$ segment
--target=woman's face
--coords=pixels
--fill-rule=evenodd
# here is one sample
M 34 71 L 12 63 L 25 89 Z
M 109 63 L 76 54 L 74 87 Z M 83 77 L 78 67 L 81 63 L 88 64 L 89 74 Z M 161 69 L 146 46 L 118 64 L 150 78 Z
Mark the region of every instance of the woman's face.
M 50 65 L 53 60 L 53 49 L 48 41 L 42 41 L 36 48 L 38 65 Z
::::::
• The task: Render every line of the entries above as a numbered list, leaving out any blank lines.

• Response:
1. $ segment
2. --target=woman's face
3. --coords=pixels
4. --fill-rule=evenodd
5. # here is one sample
6. M 34 71 L 12 63 L 25 89 Z
7. M 109 63 L 76 54 L 74 87 Z M 83 77 L 78 67 L 81 63 L 88 64 L 89 74 Z M 161 69 L 146 46 L 118 64 L 150 78 Z
8. Mark the region of every instance of the woman's face.
9. M 50 65 L 53 60 L 53 49 L 48 41 L 42 41 L 36 48 L 38 65 Z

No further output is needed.